● **WRITTEN EXERCISE**:
Rewrite all of the data below with every "one line" changed to "a single line" and everything else left as it is. Omit the pictures.

● **THE RECORDS**:

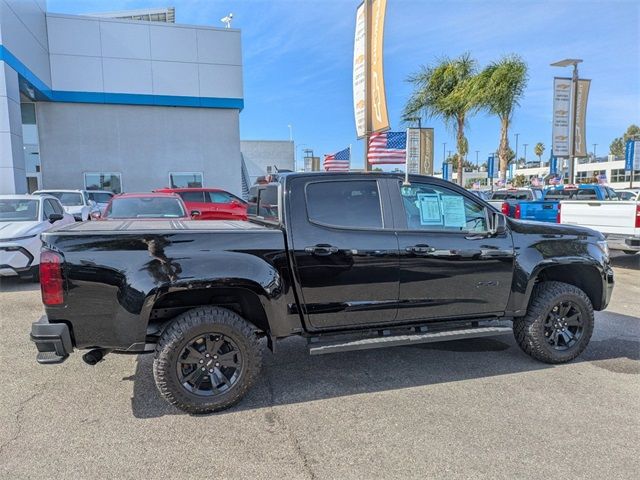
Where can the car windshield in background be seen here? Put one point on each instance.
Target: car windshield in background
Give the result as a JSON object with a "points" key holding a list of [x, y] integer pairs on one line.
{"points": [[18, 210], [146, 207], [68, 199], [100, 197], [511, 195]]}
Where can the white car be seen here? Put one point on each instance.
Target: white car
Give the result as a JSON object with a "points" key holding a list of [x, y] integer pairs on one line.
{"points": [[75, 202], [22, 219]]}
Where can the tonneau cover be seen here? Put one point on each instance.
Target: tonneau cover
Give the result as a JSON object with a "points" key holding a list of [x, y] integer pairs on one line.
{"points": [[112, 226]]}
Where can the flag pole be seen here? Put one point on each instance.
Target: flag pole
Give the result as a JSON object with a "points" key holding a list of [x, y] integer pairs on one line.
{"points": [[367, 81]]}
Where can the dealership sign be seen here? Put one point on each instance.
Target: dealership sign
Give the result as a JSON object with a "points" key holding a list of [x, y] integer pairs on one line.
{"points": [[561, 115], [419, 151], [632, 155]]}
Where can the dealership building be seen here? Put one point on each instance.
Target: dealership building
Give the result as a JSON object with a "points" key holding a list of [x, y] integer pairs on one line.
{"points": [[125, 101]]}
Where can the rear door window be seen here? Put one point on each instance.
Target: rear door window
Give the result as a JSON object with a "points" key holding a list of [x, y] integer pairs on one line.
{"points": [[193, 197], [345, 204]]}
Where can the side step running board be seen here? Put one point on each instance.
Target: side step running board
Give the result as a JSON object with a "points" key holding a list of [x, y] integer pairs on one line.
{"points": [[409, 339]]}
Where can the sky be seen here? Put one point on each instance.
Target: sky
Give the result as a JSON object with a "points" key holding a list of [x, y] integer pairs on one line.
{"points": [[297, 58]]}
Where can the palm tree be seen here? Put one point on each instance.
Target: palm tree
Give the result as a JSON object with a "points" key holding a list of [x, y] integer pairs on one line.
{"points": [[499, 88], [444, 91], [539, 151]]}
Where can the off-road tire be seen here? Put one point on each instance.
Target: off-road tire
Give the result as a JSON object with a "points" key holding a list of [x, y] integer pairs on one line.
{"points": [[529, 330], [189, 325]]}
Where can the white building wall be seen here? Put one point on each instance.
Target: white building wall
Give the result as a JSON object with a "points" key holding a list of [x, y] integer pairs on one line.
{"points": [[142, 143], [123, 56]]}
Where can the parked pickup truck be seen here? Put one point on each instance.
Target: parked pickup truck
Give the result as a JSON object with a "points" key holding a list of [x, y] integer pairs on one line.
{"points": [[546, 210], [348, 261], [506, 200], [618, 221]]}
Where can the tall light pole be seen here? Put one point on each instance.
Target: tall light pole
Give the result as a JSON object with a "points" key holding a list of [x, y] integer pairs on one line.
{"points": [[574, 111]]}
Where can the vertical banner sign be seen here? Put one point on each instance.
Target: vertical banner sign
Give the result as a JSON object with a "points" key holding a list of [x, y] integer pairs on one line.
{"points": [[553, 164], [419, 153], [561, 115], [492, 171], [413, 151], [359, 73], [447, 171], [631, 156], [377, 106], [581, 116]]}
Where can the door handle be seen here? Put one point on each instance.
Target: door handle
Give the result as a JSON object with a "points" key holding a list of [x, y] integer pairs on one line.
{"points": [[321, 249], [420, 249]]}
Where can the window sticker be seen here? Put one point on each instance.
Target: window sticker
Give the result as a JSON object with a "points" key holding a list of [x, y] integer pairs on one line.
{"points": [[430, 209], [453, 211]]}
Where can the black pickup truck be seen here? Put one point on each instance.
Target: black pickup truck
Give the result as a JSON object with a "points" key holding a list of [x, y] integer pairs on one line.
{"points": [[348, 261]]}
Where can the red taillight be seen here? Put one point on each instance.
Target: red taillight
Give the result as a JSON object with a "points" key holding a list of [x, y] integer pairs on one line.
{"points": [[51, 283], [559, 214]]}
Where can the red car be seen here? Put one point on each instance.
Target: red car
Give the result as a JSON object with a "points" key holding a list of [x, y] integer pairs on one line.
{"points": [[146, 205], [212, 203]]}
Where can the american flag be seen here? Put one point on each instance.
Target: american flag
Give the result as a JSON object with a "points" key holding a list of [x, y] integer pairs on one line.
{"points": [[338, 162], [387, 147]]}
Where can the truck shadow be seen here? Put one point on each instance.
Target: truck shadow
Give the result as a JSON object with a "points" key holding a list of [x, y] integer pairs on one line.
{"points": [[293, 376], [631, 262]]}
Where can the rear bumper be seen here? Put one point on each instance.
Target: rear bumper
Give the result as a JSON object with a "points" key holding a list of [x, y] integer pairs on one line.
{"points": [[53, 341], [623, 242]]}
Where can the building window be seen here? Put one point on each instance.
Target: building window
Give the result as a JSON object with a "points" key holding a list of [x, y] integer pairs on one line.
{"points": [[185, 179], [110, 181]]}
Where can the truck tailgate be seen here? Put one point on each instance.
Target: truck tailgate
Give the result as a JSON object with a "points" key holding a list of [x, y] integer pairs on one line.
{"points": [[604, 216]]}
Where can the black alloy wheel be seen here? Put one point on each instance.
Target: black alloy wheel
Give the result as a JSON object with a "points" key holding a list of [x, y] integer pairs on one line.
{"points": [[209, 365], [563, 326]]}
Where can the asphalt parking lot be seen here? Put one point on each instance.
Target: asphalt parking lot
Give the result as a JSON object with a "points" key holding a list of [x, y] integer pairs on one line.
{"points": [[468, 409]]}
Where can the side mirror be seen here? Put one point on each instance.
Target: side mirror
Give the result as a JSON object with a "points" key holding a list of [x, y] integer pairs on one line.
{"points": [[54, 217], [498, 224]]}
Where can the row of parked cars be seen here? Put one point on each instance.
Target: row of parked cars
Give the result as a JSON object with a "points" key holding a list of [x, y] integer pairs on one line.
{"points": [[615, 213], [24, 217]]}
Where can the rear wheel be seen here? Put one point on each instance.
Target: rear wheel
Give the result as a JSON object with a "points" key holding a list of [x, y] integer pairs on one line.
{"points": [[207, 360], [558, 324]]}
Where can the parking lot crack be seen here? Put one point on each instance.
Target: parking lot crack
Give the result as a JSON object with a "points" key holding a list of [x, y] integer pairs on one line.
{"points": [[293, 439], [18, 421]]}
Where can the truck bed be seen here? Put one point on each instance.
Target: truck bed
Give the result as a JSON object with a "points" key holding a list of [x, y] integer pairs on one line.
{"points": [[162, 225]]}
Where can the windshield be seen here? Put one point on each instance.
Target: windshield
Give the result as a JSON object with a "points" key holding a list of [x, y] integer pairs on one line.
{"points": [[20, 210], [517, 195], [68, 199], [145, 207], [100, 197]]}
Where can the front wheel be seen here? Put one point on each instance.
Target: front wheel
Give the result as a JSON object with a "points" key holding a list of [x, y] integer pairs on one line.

● **SOLUTION TO THE PROBLEM**:
Where can the car windshield in background be seen here? Put one point on each instance.
Target: car windshield in background
Give the result as a JSON object with a "points" key holding a list of [x, y] integer pairs on a single line.
{"points": [[18, 210], [146, 207], [68, 199], [100, 197], [511, 195]]}
Where can the white car be seen here? Put one point on each instance.
Target: white car
Give the result as a JSON object with a "points" key holding a list of [x, y] integer pairs on a single line.
{"points": [[75, 202], [22, 219]]}
Where can the tonneau cover be seen here? Put one point on each instance.
Target: tonneau cover
Give the result as a JSON object with a "points" key holding a list of [x, y] integer pairs on a single line.
{"points": [[112, 226]]}
Where can the flag pole be seen here? Put one point on each instance.
Target: flag pole
Give the result as a JSON object with a "points" key holding a list of [x, y] integer pairs on a single line.
{"points": [[367, 81]]}
Where can the dealership sign be seen here? Put one point on each instance.
Target: dealership sign
Give the result as a JSON object with a "points" key holding a list of [x, y] integer pairs on a single line.
{"points": [[561, 115], [419, 151], [632, 155]]}
Where can the dealership building be seen here? Put one point on each instance.
Target: dealership building
Give the result as a JSON object with a "points" key holding a list of [x, y] integer pairs on a single line.
{"points": [[125, 101]]}
Where can the rear door window be seen here? Put one point on each instance.
Target: rear door window
Give the result as a JSON object with a "points" key holding a list of [x, y] integer pairs on a single line.
{"points": [[193, 197], [345, 204]]}
Where can the side step running board be seen here? Put one point on each instance.
Target: side step running board
Give the result as a JSON object with a "points" key holding a list of [x, y] integer pairs on a single line.
{"points": [[409, 339]]}
Where can the sky be seen here? Put one point on each instance.
Target: sky
Give the result as a JSON object with a "points" key holding a list of [x, y] integer pairs on a single line.
{"points": [[297, 58]]}
Where can the palm tree be seen here? Put one point on each instance.
Target: palm tree
Give the result as a JSON object with a "points" key holding a list of [x, y] integer pairs on a single line.
{"points": [[499, 88], [444, 91], [539, 151]]}
Where can the off-road tire be seen here? Put one point on each instance.
Target: off-road tire
Give the result as a JSON object with a "points" key holding a list of [x, y] integer pairs on a single line.
{"points": [[529, 330], [189, 325]]}
Where can the white building wall be seen here? Put one point on each instance.
Target: white building wall
Give the result as a JSON object with a "points" key holding a list of [x, y] integer pairs on a single line.
{"points": [[142, 143], [123, 56]]}
Where can the parked pickup truck be seen here? Put one point on each instance.
Target: parked pickup truck
Give the result as a JSON object with a "points" key holding a list of [x, y] integer pairs on a single line.
{"points": [[546, 210], [348, 261], [506, 200], [618, 221]]}
Where can the tall light pole be seen here? Put one point on each instance.
Target: tall light pole
Give the result as a JSON object with a "points" key holding a list of [x, y] integer pairs on a single line.
{"points": [[574, 111]]}
Where can the vertical banner sign be seen here? Put one point on each instance.
Target: vertical banner sign
Give the result as a JSON object with a "points" key holding a list of [x, y] integer pairs on a single line.
{"points": [[553, 164], [419, 153], [561, 115], [492, 171], [413, 151], [359, 73], [447, 171], [631, 156], [377, 106], [581, 116]]}
Where can the door handle be seen here? Put one point on each instance.
Target: door handle
Give the result as a JSON object with a "points" key holding a list of [x, y] integer pairs on a single line.
{"points": [[321, 249], [420, 249]]}
Where can the window sticker be seen here? Put one point on each instance.
Target: window sticker
Give the result as a JSON object with a "points" key holding a list of [x, y] integer pairs on a single line.
{"points": [[430, 209], [453, 211]]}
Where can the black pickup truck be seen here? Put one point on each instance.
Target: black pickup truck
Give the result as a JSON object with a "points" key holding a list of [x, y] integer pairs on a single line.
{"points": [[348, 261]]}
Where can the red taillight be seen here? Put one point on each instance.
Target: red taillight
Give the result as a JSON object with a "points" key holding a list of [x, y] integer pairs on a single line.
{"points": [[51, 283], [559, 214]]}
Where can the red car be seen here? Put one point on each instance.
Target: red car
Give the result as a JSON object with a "points" key holding a list of [x, y] integer pairs on a single line.
{"points": [[146, 205], [212, 203]]}
Where can the american flag be seen here? Put one point on each instance.
Target: american flag
Give the result as a JSON object with a "points" key holding a list of [x, y] integer pairs on a single line.
{"points": [[338, 162], [387, 147]]}
Where can the truck shadow be seen here? Put one point on each instance.
Target: truck shadow
Give the result as a JSON object with a "points" key holding a list of [x, y] integer pairs on a single line.
{"points": [[293, 376], [631, 262]]}
Where can the rear bumper be seen here? Put one point on each instance.
Target: rear bumper
Give the result as a JSON object with a "points" key holding a list of [x, y] integer pairs on a single line.
{"points": [[53, 341], [623, 242]]}
Where can the building window be seen here? Put one point on each instance.
Target: building window
Give the result as a JSON object with a "points" key holding a list of [x, y] integer pairs on a single line.
{"points": [[185, 179], [110, 181]]}
Where can the truck tailgate be seen here? Put one point on each instance.
Target: truck tailgate
Give the result as a JSON object with a "points" key holding a list of [x, y] integer pairs on a single line.
{"points": [[604, 216]]}
Where can the black alloy wheel be seen here? Put one point on each instance.
Target: black alloy wheel
Give the result as a JSON object with a "points" key holding a list of [x, y] integer pairs on a single line.
{"points": [[209, 365], [563, 326]]}
Where can the asphalt parking lot be seen here? Put one point on each instance.
Target: asphalt parking lot
Give the result as a JSON object with a "points" key holding a list of [x, y] integer pairs on a single line.
{"points": [[468, 409]]}
Where can the side mirror be seen here? Put one point on each instance.
Target: side mirror
Give the result as a JSON object with a "points" key holding a list of [x, y] integer pairs on a single line.
{"points": [[54, 217], [498, 224]]}
Where can the row of parked cars be seen here? Put one point on each instance.
Target: row of parked cars
Give the result as a JSON object with a "points" key holding a list of [x, y] integer pairs on a single line.
{"points": [[615, 213], [24, 217]]}
Where can the rear wheel be seen here? Put one point on each instance.
Target: rear wheel
Give the result as a JSON object with a "points" key holding a list of [x, y] integer pairs on a single line.
{"points": [[207, 360], [558, 324]]}
Where can the parking lot crack be seen here? Put one point on each instance.
Target: parking lot crack
Give the result as a JSON object with a "points" key holding a list of [x, y] integer pairs on a single line.
{"points": [[293, 439], [18, 421]]}
Where can the truck bed be seen here? Put one point on each instance.
Target: truck bed
Give the result as a JSON object with a "points" key holding a list of [x, y] integer pairs on a single line.
{"points": [[162, 225]]}
Where can the windshield be seen here? Put one point on each instance.
Target: windshield
Give the result as a JSON object with a "points" key holding a list of [x, y] integer pairs on a single line.
{"points": [[20, 210], [517, 195], [68, 199], [145, 207], [100, 197]]}
Where can the front wheel be seen here? Put one point on each instance.
Target: front wheel
Give the result as a JSON object with a "points" key holding a list of [x, y] integer pairs on a single line.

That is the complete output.